• YOUR TASK
The expected output is the complete data, reproduced exactly.

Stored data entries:
________
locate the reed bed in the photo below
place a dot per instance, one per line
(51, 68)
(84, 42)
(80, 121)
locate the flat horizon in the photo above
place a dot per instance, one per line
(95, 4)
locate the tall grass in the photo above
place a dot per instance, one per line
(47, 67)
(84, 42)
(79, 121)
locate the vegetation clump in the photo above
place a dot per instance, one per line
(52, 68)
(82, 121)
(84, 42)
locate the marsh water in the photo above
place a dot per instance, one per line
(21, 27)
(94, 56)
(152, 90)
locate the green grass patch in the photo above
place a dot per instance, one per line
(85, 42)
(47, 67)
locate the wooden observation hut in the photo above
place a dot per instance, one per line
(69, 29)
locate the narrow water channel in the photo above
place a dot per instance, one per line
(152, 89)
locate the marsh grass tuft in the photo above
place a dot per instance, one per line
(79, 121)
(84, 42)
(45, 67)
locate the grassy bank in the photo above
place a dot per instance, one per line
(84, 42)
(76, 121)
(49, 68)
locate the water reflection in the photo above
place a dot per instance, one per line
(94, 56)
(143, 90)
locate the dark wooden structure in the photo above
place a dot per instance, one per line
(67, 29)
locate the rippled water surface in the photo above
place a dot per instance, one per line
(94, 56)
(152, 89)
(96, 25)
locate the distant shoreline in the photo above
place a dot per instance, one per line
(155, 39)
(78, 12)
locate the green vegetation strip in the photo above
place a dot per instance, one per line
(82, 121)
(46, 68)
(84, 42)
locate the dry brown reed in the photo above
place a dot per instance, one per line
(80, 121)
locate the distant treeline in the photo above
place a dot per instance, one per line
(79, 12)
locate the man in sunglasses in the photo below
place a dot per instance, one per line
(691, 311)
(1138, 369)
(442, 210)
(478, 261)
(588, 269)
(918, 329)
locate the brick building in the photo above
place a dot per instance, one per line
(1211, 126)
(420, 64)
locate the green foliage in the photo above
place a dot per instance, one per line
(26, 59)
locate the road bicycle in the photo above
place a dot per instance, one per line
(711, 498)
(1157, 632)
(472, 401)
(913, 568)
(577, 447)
________
• FINISHED EXERCISE
locate the reed bed in the photo below
place a dot per instance, one per line
(51, 68)
(84, 42)
(80, 121)
locate the flat horizon in the photo above
place a dot per instance, one per line
(95, 4)
locate the tall grass in the photo above
place a dot per instance, one per line
(47, 67)
(84, 42)
(79, 121)
locate the vegetation clump in the photo above
place a dot per instance, one per line
(52, 68)
(82, 121)
(84, 42)
locate the marsh water in the photo above
place a dot per instance, one per line
(21, 27)
(94, 56)
(152, 90)
locate the green grass patch in the photo above
place a dot per instance, one per line
(85, 42)
(47, 67)
locate the wooden observation hut in the photo above
place a dot per instance, one per line
(69, 29)
locate the narrow water channel in the photo above
place a dot per instance, one per line
(152, 89)
locate the marsh grass tuft in the photo above
place a dot per instance, one per line
(79, 121)
(84, 42)
(45, 67)
locate the grassy bank in the photo above
place a dot per instance, one per line
(84, 42)
(76, 121)
(49, 68)
locate the water reflection in the photo above
place a dot per instance, one per line
(94, 56)
(143, 90)
locate the dark wooden structure in the photo above
place a dot per instance, one per line
(67, 29)
locate the rippled water surface in the photo above
place a dot per instance, one per line
(94, 56)
(152, 89)
(96, 25)
locate the distant shoreline in the photo above
place a dot per instance, one per line
(155, 39)
(78, 12)
locate the green vegetation strip in the photo above
place a dot per instance, one per line
(82, 121)
(46, 68)
(84, 42)
locate the dry brown reed in the photo above
place a dot per instance, one per line
(80, 121)
locate the distant treeline in the photo above
place a dot per instance, one per line
(79, 12)
locate the man in sunglasses in the photo below
place a dot per instance, one per line
(691, 311)
(1138, 369)
(442, 210)
(478, 261)
(588, 269)
(918, 329)
locate the brick building in the photo above
place a dot per instance, one per line
(1211, 126)
(420, 64)
locate the green foliage in the photo above
place a dot per instance, one per line
(26, 59)
locate the road bicycle in the photo above
place a dot per instance, one per line
(711, 498)
(1157, 632)
(472, 401)
(913, 568)
(577, 447)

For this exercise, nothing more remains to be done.